— start Entries —

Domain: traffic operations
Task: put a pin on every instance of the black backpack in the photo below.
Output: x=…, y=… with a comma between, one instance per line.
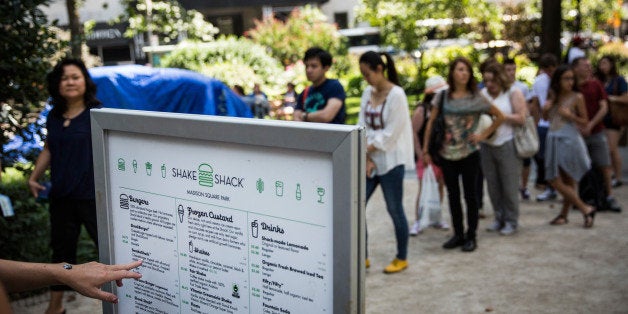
x=592, y=190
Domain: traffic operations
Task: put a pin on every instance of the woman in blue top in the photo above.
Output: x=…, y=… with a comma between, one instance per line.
x=617, y=90
x=68, y=153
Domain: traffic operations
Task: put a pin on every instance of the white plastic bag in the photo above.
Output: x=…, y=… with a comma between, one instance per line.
x=429, y=205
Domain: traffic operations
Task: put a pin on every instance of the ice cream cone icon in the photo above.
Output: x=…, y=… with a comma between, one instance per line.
x=181, y=212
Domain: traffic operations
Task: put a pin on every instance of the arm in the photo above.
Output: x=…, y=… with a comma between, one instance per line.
x=498, y=119
x=84, y=278
x=42, y=163
x=326, y=114
x=396, y=117
x=417, y=124
x=518, y=117
x=426, y=137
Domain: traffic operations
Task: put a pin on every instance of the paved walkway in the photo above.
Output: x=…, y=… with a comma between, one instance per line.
x=541, y=269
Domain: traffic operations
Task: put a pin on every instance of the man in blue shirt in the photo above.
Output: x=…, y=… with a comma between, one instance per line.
x=324, y=100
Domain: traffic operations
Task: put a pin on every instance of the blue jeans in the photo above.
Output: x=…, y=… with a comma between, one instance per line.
x=392, y=187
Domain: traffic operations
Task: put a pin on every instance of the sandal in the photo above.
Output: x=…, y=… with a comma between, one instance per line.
x=589, y=218
x=559, y=220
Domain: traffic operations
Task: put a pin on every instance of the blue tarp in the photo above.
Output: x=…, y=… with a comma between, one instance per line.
x=167, y=90
x=144, y=88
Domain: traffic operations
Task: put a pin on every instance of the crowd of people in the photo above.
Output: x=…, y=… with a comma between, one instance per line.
x=445, y=135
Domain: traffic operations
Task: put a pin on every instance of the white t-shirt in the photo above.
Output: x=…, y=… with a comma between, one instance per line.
x=393, y=140
x=540, y=88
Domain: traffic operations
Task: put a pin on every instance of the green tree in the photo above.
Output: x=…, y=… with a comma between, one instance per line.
x=167, y=20
x=28, y=44
x=304, y=28
x=407, y=23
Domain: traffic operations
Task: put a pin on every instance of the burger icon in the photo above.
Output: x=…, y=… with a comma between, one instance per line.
x=205, y=175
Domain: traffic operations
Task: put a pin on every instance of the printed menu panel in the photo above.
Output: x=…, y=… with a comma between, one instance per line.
x=221, y=228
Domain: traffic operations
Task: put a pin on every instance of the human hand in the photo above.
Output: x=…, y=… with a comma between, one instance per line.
x=35, y=187
x=87, y=278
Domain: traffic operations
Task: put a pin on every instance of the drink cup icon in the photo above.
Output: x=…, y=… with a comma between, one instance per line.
x=181, y=211
x=205, y=175
x=279, y=188
x=149, y=168
x=254, y=229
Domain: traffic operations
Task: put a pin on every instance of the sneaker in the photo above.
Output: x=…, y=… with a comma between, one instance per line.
x=396, y=266
x=613, y=205
x=494, y=227
x=548, y=194
x=415, y=229
x=508, y=229
x=441, y=225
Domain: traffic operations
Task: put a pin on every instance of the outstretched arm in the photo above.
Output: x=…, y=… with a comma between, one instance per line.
x=86, y=279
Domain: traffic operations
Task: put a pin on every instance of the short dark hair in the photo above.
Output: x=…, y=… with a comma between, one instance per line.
x=472, y=85
x=374, y=59
x=548, y=60
x=322, y=55
x=60, y=104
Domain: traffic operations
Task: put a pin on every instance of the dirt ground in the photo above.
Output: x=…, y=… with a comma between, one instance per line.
x=540, y=269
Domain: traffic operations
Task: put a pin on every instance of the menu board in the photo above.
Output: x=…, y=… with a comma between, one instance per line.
x=220, y=227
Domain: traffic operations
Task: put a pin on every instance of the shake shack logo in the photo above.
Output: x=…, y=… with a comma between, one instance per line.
x=205, y=176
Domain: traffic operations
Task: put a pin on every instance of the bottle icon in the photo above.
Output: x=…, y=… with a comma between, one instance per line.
x=181, y=212
x=320, y=191
x=254, y=229
x=124, y=201
x=298, y=194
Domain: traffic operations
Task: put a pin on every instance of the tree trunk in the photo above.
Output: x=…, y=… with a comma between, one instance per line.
x=551, y=28
x=76, y=34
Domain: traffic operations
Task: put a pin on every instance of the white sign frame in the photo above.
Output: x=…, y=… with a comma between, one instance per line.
x=343, y=143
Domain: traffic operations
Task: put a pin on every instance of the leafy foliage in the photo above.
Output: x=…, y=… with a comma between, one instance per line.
x=231, y=60
x=303, y=29
x=28, y=47
x=400, y=21
x=166, y=19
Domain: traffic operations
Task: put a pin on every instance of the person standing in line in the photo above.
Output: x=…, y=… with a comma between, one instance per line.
x=324, y=100
x=384, y=115
x=68, y=153
x=595, y=100
x=510, y=67
x=462, y=107
x=500, y=163
x=433, y=85
x=617, y=89
x=566, y=157
x=540, y=89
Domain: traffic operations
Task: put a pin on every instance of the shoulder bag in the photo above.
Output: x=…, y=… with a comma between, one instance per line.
x=619, y=112
x=526, y=137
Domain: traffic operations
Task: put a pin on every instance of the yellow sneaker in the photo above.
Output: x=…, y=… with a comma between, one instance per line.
x=396, y=265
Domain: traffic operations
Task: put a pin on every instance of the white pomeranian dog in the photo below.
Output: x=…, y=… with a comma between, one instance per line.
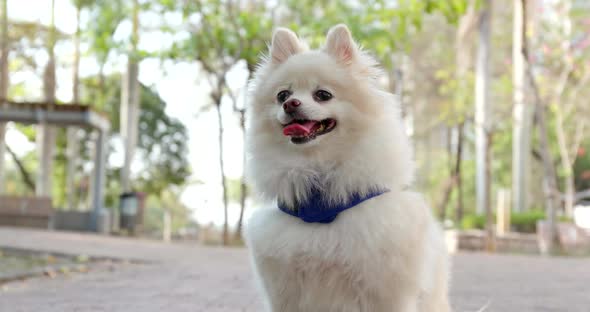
x=340, y=229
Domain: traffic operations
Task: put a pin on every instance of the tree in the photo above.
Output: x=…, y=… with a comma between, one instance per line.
x=72, y=137
x=3, y=81
x=522, y=113
x=482, y=127
x=162, y=141
x=230, y=33
x=46, y=133
x=130, y=100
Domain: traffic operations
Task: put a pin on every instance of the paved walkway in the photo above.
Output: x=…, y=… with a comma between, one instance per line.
x=180, y=277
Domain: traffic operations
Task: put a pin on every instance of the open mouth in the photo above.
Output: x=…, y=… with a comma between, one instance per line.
x=303, y=131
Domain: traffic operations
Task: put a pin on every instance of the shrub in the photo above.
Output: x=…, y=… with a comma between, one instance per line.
x=525, y=222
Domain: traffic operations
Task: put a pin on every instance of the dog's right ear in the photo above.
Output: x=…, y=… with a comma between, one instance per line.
x=284, y=44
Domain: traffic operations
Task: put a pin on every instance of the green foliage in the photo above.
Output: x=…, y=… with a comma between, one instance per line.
x=156, y=205
x=162, y=140
x=582, y=167
x=524, y=222
x=105, y=17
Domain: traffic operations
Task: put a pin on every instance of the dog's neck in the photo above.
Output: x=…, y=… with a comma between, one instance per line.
x=319, y=208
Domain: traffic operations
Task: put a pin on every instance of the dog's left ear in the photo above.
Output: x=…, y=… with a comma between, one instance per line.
x=284, y=44
x=340, y=44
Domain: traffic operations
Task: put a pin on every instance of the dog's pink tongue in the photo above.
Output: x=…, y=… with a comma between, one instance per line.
x=296, y=129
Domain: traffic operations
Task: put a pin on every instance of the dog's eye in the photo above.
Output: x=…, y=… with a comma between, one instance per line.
x=283, y=96
x=322, y=96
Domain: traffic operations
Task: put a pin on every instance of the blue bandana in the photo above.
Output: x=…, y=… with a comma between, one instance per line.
x=317, y=210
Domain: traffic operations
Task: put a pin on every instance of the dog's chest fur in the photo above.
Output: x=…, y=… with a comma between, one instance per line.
x=342, y=266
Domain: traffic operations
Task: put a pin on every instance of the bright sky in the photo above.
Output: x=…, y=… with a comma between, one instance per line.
x=179, y=84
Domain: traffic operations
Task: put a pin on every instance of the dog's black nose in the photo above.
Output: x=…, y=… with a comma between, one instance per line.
x=291, y=106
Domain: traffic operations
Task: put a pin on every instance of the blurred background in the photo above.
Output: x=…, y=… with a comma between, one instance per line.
x=127, y=117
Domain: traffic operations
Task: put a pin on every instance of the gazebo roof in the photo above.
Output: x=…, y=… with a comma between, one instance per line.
x=56, y=114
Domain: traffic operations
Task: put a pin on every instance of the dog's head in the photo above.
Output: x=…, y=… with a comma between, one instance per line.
x=314, y=112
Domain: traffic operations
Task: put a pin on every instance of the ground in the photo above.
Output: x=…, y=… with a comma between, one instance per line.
x=186, y=277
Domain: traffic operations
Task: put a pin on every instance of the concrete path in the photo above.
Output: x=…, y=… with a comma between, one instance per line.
x=180, y=277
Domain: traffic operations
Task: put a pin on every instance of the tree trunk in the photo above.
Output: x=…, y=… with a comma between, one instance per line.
x=482, y=111
x=458, y=172
x=566, y=165
x=222, y=173
x=243, y=187
x=23, y=170
x=550, y=177
x=462, y=63
x=3, y=81
x=522, y=117
x=45, y=132
x=482, y=106
x=130, y=103
x=72, y=138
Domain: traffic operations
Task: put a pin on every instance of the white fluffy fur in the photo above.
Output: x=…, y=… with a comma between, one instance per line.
x=386, y=254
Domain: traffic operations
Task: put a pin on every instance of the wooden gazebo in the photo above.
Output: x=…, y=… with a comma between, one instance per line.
x=65, y=116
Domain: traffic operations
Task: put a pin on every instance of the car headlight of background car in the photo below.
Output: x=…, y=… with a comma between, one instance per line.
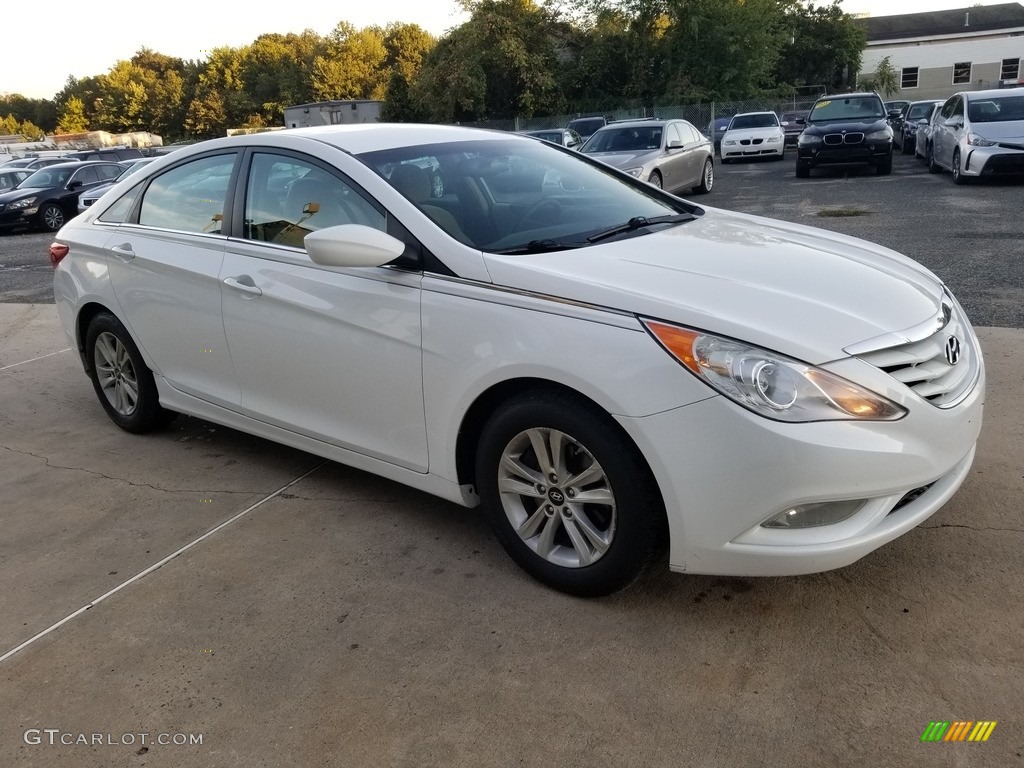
x=975, y=140
x=770, y=384
x=17, y=205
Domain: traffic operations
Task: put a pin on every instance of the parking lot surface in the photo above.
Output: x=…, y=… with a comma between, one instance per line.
x=332, y=617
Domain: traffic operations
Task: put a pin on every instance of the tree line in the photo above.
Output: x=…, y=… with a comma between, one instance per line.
x=509, y=58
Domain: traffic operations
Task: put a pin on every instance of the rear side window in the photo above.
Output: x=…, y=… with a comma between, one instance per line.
x=189, y=197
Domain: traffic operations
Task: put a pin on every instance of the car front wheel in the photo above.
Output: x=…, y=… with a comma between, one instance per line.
x=51, y=217
x=123, y=383
x=568, y=495
x=707, y=178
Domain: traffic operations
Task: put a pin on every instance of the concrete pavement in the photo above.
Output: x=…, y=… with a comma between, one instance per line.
x=349, y=621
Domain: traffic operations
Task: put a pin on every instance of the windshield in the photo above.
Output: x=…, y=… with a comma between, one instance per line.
x=996, y=110
x=767, y=120
x=502, y=195
x=630, y=138
x=851, y=108
x=47, y=177
x=920, y=112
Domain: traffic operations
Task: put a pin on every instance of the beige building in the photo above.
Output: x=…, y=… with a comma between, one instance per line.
x=940, y=52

— end Entries —

Rewrite the rows above as a numbered list, from the first line up to and including the line with "x=426, y=137", skipping blank lines. Leave the pictures out of your answer.

Finished answer ▸
1. Domain: traffic operations
2. Task: put a pin on every instance of the black backpack in the photo below.
3. Output: x=…, y=… with a comma between, one instance per line.
4. x=592, y=190
5. Domain: traffic operations
6. Task: put a pin on every instance of the woman in blue top in the photo above.
7. Output: x=…, y=… with a comma between, one instance per line.
8. x=617, y=90
9. x=68, y=153
10. Domain: traffic operations
11. Task: put a pin on every instance of the white plastic bag in the photo above.
12. Output: x=…, y=… with a comma between, one instance per line.
13. x=429, y=205
14. Domain: traffic operations
15. Task: put a pin on every instance of the ice cream cone icon in the photo above.
16. Output: x=…, y=… with a comma between, one instance per line.
17. x=181, y=212
18. Domain: traffic operations
19. Task: put a pin on every instance of the arm in the photo above.
20. Output: x=…, y=… with a comma between, one instance per line.
21. x=498, y=119
22. x=84, y=278
23. x=42, y=163
24. x=326, y=114
25. x=396, y=117
26. x=417, y=124
27. x=518, y=117
28. x=426, y=137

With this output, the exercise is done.